─── Data for review ───

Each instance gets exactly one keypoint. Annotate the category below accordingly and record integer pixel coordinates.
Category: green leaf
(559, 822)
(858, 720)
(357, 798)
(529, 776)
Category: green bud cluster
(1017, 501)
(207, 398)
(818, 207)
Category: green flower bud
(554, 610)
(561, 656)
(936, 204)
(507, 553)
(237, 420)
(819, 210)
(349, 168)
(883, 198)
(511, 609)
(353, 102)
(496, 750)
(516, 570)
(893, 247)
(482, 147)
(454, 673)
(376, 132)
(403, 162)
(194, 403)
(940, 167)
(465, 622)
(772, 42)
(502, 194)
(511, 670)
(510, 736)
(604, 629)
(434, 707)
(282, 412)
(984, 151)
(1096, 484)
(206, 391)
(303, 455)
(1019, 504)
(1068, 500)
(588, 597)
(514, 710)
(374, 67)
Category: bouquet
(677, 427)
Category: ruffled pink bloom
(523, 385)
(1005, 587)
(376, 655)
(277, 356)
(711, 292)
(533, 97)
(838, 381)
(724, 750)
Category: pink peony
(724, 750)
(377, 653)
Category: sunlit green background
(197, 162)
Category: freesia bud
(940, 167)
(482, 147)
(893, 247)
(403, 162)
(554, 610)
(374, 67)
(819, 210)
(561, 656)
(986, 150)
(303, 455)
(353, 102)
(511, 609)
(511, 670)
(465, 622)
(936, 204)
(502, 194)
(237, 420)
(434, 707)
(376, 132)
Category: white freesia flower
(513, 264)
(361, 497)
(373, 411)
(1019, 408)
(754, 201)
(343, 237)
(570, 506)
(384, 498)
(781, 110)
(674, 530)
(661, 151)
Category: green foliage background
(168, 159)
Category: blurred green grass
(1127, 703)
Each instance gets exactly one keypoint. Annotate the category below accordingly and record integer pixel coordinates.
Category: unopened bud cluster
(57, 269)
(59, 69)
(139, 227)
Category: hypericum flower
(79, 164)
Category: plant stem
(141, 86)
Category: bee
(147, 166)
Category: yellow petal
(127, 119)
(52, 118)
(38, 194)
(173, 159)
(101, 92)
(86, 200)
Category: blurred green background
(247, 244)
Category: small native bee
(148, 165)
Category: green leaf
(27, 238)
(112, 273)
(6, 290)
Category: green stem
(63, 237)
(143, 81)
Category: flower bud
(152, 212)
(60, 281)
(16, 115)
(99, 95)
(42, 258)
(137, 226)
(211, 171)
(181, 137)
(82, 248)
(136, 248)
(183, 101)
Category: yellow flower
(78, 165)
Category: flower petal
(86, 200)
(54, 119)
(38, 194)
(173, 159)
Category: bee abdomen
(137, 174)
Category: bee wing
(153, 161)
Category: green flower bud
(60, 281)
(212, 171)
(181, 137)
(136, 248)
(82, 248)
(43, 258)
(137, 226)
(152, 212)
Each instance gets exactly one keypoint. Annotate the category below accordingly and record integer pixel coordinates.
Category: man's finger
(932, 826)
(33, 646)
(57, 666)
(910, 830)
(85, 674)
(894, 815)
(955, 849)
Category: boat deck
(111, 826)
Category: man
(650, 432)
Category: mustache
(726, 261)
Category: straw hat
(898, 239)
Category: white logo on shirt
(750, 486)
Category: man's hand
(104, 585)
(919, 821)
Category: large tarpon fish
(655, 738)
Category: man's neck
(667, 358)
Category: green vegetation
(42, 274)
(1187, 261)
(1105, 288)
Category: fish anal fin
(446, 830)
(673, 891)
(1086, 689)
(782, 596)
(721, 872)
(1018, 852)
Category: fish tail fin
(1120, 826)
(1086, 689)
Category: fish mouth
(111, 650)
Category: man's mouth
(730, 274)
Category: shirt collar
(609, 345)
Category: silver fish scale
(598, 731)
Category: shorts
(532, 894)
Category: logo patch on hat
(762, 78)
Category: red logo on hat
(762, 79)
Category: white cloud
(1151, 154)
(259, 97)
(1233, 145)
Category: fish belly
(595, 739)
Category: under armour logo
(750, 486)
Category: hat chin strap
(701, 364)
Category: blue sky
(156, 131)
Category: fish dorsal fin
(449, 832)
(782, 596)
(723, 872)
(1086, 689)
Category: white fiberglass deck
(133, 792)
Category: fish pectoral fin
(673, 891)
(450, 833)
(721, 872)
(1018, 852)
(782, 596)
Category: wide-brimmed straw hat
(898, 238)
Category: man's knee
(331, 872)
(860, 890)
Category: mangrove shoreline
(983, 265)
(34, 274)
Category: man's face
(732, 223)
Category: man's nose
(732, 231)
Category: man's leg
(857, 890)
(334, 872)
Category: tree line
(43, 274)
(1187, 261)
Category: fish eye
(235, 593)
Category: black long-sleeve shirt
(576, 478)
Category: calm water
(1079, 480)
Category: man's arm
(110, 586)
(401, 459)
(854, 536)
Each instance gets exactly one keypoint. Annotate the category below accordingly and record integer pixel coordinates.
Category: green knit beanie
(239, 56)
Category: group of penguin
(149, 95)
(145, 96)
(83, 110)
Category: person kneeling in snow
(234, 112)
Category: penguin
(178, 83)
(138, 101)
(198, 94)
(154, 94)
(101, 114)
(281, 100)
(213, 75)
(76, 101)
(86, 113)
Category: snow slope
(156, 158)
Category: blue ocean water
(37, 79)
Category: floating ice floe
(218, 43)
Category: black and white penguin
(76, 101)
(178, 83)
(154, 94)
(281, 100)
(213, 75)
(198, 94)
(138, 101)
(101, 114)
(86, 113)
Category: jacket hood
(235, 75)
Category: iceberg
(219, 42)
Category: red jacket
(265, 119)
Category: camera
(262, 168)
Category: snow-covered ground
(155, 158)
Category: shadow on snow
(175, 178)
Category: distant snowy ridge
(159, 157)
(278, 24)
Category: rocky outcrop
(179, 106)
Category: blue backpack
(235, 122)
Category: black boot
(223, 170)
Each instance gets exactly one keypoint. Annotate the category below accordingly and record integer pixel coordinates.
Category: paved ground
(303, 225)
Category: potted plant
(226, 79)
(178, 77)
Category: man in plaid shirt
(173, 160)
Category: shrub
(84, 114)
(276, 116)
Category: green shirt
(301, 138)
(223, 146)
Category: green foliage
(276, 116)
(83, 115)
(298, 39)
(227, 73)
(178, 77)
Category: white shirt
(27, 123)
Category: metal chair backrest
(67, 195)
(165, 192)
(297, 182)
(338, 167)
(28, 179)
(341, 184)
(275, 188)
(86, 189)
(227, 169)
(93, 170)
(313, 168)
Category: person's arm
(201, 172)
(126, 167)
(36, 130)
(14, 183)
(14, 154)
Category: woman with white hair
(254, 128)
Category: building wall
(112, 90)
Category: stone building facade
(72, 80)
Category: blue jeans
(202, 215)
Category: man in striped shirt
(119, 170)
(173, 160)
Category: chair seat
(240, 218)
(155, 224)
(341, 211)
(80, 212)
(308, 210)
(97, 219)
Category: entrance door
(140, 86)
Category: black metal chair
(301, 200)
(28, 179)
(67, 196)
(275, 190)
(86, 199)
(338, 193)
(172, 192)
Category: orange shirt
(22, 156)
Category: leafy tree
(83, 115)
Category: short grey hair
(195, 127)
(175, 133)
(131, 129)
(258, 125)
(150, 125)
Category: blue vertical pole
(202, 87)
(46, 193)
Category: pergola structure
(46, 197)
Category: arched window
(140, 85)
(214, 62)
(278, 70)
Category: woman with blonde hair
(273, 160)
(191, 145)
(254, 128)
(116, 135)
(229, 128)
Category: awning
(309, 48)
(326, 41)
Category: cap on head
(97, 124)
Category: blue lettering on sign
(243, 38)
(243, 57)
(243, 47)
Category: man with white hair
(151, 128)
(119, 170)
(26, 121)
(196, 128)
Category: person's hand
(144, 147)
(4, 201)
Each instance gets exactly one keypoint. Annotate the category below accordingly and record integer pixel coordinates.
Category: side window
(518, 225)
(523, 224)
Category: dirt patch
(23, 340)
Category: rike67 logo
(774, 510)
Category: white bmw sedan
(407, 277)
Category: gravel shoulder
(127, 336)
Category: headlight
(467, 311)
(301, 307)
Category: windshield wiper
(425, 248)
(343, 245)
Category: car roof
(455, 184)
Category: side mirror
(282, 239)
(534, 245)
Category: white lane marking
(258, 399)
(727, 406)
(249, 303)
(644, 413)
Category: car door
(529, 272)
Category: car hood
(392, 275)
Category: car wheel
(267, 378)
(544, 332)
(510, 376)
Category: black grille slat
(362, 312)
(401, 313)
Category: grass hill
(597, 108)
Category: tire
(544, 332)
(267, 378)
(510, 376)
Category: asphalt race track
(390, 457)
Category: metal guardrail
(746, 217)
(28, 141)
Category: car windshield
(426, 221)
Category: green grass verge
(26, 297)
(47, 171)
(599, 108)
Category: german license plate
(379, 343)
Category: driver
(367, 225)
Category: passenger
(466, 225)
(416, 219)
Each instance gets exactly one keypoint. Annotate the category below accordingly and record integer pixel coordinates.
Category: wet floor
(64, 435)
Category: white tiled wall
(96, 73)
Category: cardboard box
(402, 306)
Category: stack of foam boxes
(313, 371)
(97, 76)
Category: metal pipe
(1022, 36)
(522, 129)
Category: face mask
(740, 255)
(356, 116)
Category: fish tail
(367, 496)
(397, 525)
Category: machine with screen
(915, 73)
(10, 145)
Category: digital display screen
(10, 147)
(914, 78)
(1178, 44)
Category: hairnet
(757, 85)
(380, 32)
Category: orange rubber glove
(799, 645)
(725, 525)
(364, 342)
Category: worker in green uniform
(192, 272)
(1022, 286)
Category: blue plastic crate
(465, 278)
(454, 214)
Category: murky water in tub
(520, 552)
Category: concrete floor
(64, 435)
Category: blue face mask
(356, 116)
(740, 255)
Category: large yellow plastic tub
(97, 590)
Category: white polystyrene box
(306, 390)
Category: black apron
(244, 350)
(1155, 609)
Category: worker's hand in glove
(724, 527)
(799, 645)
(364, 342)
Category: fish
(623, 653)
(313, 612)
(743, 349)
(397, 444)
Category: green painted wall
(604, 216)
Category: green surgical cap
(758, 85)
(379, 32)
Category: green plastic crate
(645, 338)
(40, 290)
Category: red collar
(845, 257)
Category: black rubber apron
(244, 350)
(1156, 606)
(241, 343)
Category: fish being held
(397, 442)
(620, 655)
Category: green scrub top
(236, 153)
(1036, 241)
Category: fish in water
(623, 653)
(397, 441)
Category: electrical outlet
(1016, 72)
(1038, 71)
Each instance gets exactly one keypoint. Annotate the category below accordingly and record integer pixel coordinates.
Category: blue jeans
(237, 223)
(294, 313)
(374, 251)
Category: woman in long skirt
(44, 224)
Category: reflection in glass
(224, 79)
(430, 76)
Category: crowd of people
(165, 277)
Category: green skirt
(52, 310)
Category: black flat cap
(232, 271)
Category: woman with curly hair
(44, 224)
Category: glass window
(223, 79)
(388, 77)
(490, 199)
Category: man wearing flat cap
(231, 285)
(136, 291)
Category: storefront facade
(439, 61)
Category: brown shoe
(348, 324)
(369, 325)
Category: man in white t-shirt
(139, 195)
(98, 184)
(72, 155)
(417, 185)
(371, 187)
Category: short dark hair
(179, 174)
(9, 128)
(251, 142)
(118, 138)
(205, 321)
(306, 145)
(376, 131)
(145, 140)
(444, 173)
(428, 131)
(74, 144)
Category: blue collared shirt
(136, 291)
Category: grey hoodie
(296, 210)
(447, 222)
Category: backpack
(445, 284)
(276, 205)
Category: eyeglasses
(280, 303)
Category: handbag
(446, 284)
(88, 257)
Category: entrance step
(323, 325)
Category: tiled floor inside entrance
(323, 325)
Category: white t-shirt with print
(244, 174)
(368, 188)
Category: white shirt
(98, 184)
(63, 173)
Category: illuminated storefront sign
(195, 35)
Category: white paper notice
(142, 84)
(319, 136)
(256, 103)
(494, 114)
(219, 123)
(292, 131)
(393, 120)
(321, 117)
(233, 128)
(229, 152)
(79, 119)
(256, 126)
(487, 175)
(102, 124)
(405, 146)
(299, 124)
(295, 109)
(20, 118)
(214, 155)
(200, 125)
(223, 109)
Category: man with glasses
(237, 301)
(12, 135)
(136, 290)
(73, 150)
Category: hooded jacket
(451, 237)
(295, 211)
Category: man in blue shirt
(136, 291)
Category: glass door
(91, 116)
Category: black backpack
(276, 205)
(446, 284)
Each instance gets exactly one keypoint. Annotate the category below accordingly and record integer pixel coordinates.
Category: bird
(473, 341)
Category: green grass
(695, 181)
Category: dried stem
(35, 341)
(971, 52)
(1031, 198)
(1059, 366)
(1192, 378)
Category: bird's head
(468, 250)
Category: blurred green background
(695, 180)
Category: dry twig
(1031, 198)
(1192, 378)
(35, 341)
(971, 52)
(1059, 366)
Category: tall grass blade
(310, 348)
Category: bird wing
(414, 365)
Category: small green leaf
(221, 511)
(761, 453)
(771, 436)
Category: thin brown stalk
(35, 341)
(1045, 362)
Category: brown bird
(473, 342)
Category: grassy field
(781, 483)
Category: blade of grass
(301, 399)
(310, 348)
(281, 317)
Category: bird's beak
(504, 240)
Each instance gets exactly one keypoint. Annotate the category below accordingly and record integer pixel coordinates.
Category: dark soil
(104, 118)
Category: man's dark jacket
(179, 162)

───

Exercise instructions: The response should be an exact copy of the lines from the one with "Category: glass window" through the end of the data, with no other text.

Exercise response:
Category: glass window
(223, 79)
(388, 77)
(490, 199)
Category: man wearing flat cap
(231, 285)
(136, 291)
Category: storefront facade
(439, 61)
Category: brown shoe
(348, 324)
(369, 325)
Category: man in white t-shirt
(139, 195)
(98, 184)
(72, 155)
(417, 185)
(371, 187)
Category: short dark hair
(179, 174)
(9, 128)
(251, 142)
(118, 138)
(205, 321)
(306, 145)
(376, 131)
(145, 140)
(444, 173)
(428, 131)
(74, 144)
Category: blue collared shirt
(136, 291)
Category: grey hoodie
(296, 210)
(447, 222)
Category: backpack
(445, 284)
(276, 205)
Category: eyeglasses
(280, 303)
Category: handbag
(446, 284)
(88, 257)
Category: entrance step
(323, 325)
Category: tiled floor inside entrance
(323, 325)
Category: white t-shirt with print
(244, 174)
(368, 188)
Category: white shirt
(98, 184)
(63, 173)
Category: illuminated storefront sign
(195, 35)
Category: white paper notice
(142, 84)
(319, 136)
(256, 103)
(494, 114)
(219, 123)
(292, 131)
(393, 120)
(321, 117)
(233, 128)
(229, 152)
(79, 119)
(256, 126)
(487, 175)
(102, 124)
(405, 146)
(299, 124)
(295, 109)
(20, 118)
(214, 155)
(200, 125)
(223, 109)
Category: man with glasses
(237, 301)
(12, 135)
(136, 290)
(73, 150)
Category: hooded jacket
(451, 237)
(295, 211)
Category: man in blue shirt
(136, 291)
Category: glass door
(91, 116)
Category: black backpack
(276, 205)
(446, 284)
Each instance gets exactly one keypoint. Annotate the category below accordingly and record integer pixel coordinates.
Category: bird
(473, 341)
Category: green grass
(695, 181)
Category: dried stem
(35, 341)
(971, 52)
(1031, 198)
(1059, 366)
(1192, 378)
Category: bird's head
(468, 250)
Category: blurred green background
(695, 180)
Category: dry twig
(1031, 198)
(1192, 378)
(35, 341)
(971, 52)
(1059, 366)
Category: tall grass blade
(310, 348)
Category: bird wing
(414, 365)
Category: small green leaf
(221, 511)
(761, 453)
(771, 436)
Category: thin brown stalk
(35, 341)
(1045, 362)
Category: brown bird
(473, 342)
Category: grassy field
(781, 483)
Category: blade of grass
(301, 399)
(310, 348)
(281, 317)
Category: bird's beak
(504, 240)
Each instance gets exactly one keypoint. Annotate the category below accordingly and record integer pixel coordinates.
Category: dark soil
(104, 118)
Category: man's dark jacket
(179, 162)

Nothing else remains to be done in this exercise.